**The input:**
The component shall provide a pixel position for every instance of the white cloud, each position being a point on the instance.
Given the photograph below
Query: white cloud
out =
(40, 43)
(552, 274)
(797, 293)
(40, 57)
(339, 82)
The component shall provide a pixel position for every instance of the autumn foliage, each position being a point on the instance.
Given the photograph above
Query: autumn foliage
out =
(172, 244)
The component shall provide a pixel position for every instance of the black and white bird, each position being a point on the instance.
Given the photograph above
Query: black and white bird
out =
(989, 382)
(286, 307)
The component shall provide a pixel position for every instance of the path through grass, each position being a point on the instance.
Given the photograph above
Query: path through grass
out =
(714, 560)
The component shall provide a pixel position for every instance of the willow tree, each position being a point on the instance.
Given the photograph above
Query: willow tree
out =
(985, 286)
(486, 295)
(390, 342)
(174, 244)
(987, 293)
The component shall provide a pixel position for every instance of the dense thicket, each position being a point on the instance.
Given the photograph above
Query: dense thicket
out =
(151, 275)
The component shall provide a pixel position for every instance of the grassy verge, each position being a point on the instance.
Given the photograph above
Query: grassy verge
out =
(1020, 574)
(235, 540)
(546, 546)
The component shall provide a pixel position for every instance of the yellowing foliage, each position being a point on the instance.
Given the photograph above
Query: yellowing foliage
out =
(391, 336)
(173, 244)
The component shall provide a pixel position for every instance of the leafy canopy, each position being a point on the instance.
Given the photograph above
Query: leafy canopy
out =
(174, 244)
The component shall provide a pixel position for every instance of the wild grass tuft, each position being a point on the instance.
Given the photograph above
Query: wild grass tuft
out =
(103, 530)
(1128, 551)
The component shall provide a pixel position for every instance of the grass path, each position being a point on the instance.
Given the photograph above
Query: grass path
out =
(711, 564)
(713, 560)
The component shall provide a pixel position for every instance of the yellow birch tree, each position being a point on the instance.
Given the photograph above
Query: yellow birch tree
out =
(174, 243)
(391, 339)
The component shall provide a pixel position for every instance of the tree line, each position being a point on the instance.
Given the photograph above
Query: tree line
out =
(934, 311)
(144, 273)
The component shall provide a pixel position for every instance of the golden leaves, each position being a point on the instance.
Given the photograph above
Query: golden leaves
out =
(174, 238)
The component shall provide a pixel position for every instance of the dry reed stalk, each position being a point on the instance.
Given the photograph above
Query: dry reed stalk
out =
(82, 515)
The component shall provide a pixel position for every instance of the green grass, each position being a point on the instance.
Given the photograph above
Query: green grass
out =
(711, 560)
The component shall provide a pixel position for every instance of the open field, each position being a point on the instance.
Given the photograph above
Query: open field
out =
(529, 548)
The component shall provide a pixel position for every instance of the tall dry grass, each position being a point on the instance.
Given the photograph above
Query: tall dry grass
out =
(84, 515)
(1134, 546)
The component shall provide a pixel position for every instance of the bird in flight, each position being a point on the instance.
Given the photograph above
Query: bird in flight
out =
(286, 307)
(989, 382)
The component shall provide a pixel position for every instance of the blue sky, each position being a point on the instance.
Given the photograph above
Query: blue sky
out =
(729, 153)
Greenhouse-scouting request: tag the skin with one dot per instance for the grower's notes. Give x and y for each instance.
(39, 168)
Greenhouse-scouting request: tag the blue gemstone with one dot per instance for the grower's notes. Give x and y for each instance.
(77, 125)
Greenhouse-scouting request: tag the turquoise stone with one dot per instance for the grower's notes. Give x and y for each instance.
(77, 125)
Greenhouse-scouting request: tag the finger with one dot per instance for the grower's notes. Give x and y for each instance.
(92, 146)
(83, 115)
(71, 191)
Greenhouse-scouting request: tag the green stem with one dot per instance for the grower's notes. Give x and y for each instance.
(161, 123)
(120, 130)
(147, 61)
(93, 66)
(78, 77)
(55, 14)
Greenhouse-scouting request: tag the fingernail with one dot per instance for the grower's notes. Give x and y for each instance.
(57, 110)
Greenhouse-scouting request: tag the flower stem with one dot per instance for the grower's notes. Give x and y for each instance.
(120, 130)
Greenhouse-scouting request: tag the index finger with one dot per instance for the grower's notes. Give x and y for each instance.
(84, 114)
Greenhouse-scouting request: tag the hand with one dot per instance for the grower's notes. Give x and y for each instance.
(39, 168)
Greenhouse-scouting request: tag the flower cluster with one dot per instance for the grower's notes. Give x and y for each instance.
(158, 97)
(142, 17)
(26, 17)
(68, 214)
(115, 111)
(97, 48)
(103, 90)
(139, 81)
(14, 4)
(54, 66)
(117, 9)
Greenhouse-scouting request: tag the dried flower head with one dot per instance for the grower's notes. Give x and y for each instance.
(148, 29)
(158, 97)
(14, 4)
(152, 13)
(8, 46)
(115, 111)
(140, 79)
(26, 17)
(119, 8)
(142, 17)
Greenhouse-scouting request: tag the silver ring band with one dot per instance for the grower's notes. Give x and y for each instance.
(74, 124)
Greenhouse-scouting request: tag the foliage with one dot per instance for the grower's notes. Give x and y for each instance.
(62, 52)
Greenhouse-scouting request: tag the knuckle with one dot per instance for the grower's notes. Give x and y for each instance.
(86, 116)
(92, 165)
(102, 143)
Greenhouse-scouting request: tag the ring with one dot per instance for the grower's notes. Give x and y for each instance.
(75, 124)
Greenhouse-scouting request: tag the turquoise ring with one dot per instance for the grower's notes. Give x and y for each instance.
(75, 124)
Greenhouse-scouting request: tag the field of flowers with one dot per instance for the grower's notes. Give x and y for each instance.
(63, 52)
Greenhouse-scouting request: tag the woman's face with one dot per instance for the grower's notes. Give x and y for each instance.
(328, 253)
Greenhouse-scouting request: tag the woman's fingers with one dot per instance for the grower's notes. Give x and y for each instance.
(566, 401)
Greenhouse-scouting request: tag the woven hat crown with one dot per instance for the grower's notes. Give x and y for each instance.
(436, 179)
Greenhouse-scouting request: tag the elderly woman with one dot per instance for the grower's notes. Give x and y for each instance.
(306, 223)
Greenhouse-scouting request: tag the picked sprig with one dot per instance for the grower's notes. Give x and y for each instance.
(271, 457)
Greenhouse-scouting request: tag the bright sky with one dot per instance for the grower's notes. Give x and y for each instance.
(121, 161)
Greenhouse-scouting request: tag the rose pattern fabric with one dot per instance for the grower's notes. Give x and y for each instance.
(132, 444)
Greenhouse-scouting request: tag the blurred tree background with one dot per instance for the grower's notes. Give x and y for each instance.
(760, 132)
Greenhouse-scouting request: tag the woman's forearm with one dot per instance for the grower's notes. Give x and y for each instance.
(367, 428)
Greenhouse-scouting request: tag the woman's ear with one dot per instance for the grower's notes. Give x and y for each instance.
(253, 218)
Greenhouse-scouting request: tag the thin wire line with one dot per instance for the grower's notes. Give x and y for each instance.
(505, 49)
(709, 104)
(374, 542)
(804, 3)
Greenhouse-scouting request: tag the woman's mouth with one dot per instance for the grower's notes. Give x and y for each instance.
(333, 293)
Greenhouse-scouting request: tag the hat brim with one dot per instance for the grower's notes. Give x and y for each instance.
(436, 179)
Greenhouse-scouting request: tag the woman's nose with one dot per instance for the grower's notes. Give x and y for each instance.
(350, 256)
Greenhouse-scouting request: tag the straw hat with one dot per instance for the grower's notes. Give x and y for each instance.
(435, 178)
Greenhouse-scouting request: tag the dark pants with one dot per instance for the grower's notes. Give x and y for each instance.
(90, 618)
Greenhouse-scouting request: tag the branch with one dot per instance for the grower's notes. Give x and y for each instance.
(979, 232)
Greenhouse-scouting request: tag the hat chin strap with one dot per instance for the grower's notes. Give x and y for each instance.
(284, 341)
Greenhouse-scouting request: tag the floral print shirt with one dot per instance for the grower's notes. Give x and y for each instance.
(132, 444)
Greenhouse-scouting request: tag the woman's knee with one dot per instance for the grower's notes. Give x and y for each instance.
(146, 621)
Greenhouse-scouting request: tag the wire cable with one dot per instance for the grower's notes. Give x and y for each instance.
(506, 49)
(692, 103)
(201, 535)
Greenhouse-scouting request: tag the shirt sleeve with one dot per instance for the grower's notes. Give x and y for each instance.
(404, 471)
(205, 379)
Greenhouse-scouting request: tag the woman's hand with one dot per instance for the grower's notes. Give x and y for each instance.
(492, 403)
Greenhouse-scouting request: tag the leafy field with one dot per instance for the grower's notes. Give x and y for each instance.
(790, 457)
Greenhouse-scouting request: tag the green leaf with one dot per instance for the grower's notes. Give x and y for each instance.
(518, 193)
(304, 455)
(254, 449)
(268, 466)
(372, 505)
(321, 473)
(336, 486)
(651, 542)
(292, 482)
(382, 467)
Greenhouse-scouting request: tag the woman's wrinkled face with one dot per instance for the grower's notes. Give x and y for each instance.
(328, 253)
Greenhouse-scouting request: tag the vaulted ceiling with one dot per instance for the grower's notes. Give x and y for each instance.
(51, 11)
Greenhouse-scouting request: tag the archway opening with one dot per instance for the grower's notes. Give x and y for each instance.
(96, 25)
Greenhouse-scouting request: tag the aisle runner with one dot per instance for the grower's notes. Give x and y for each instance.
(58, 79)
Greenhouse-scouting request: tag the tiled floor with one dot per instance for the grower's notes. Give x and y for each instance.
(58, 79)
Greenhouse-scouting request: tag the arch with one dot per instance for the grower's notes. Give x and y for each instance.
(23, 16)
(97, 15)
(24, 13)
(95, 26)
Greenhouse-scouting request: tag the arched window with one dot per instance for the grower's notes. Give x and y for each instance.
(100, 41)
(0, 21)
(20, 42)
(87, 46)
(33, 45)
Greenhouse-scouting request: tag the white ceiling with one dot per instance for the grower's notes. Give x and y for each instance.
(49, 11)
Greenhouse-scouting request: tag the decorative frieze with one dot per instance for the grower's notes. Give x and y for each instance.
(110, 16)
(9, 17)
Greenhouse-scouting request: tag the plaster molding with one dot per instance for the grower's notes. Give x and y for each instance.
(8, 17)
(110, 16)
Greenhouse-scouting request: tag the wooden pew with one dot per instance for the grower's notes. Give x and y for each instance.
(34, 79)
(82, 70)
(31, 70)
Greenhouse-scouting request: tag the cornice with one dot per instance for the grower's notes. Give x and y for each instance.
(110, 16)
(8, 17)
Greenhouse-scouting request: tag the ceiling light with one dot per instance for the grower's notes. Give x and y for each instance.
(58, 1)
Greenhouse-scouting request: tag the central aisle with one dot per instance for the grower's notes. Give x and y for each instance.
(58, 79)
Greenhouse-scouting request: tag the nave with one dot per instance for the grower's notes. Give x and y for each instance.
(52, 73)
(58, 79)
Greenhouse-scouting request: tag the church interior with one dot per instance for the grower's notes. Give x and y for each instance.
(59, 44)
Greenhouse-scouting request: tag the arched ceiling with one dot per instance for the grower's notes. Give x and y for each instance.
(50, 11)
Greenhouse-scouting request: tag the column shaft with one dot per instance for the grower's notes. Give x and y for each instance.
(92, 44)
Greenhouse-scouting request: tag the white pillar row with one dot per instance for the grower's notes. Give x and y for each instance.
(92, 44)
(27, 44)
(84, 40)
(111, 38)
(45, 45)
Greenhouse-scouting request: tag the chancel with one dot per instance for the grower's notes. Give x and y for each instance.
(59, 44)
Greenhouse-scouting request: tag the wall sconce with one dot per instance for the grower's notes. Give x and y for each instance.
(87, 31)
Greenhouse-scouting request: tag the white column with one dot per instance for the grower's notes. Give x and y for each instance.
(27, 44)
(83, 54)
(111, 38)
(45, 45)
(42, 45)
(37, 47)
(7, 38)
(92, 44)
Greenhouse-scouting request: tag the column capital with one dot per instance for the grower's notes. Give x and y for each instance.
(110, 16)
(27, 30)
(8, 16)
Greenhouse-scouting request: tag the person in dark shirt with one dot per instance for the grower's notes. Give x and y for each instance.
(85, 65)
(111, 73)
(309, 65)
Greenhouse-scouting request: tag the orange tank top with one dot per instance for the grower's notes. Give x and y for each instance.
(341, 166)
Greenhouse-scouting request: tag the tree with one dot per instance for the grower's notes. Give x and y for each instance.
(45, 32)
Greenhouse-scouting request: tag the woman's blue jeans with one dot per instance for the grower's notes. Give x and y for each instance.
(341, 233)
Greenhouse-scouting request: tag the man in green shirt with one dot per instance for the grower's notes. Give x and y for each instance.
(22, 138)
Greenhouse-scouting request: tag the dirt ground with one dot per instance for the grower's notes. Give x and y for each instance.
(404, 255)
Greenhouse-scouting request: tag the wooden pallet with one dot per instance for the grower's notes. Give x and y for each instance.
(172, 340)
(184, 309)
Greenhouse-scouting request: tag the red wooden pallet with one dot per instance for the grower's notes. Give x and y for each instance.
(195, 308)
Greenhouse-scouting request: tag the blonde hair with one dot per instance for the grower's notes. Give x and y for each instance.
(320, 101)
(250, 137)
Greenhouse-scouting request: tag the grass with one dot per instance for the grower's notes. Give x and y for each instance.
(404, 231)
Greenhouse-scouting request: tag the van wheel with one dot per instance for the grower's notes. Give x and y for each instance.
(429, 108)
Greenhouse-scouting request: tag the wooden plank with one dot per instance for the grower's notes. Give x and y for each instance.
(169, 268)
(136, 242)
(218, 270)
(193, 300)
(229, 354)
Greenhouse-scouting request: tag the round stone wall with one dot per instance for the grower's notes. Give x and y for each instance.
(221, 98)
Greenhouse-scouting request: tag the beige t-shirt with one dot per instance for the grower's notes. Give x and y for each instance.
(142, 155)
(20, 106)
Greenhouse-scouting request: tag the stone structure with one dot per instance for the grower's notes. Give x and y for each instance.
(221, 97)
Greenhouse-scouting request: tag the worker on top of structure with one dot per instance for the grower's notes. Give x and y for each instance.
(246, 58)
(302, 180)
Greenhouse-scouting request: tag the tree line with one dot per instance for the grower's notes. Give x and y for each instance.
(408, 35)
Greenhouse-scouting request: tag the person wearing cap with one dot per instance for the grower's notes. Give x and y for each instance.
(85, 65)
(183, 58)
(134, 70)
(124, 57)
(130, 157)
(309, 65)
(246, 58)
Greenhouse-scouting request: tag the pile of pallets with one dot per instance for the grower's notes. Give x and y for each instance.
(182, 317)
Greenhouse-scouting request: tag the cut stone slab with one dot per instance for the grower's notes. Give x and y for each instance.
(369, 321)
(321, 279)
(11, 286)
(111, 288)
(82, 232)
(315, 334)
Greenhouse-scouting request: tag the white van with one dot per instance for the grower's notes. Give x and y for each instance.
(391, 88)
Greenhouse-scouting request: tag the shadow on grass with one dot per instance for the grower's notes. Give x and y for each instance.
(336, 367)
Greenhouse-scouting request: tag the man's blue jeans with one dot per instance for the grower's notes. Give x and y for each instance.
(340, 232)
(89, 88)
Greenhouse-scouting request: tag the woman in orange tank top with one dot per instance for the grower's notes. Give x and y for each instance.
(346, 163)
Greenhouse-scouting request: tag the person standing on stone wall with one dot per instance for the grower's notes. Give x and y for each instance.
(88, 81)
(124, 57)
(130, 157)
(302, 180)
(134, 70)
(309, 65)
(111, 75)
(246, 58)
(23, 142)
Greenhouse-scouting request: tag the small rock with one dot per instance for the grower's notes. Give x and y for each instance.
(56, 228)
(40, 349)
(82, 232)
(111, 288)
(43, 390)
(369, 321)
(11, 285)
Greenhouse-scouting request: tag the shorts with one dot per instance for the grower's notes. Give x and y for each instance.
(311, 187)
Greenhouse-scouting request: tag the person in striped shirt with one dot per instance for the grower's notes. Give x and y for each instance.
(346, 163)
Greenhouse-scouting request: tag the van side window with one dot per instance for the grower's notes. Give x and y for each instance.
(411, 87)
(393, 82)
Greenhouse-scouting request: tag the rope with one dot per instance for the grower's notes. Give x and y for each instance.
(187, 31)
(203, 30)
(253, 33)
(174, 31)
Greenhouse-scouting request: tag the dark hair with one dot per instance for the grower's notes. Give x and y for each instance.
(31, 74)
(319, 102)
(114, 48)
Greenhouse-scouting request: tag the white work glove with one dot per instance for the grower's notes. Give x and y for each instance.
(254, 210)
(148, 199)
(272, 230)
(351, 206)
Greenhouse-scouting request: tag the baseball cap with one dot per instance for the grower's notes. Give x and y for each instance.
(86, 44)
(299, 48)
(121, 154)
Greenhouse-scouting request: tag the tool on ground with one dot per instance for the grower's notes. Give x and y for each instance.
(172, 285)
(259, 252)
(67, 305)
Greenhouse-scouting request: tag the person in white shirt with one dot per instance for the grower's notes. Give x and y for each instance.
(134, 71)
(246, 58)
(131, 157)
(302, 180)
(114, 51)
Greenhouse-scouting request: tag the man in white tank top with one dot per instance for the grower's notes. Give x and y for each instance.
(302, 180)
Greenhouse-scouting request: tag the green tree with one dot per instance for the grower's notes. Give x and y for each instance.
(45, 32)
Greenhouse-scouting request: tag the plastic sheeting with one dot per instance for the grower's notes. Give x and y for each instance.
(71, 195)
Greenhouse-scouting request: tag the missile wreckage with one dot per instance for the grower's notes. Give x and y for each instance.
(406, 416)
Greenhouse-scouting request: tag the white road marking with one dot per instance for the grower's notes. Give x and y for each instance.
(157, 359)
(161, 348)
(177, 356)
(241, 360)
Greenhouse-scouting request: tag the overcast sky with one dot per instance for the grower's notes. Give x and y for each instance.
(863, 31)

**To be done:**
Write the lines out verbatim, from the one with "Greenhouse-scouting request: tag the green tree" through the last line of the entries, and stop there.

**Finished task:**
Greenhouse-scouting request: tag the green tree with one dot per instance for the grower's notes. Give x and y for each instance.
(45, 32)
Greenhouse-scouting request: tag the plastic sheeting with one dot per instance for the grower's notes. Give x and y for each instance.
(71, 195)
Greenhouse-scouting request: tag the missile wreckage with one dot per instance for the grower's notes. Give x and y for each instance.
(406, 416)
Greenhouse-scouting request: tag the white road marking with one dot per instance for the grower's notes. Give x and y for each instance.
(157, 359)
(161, 348)
(177, 356)
(241, 360)
Greenhouse-scouting request: tag the overcast sky with one dot per instance for the grower's notes. Give x and y for each instance.
(863, 31)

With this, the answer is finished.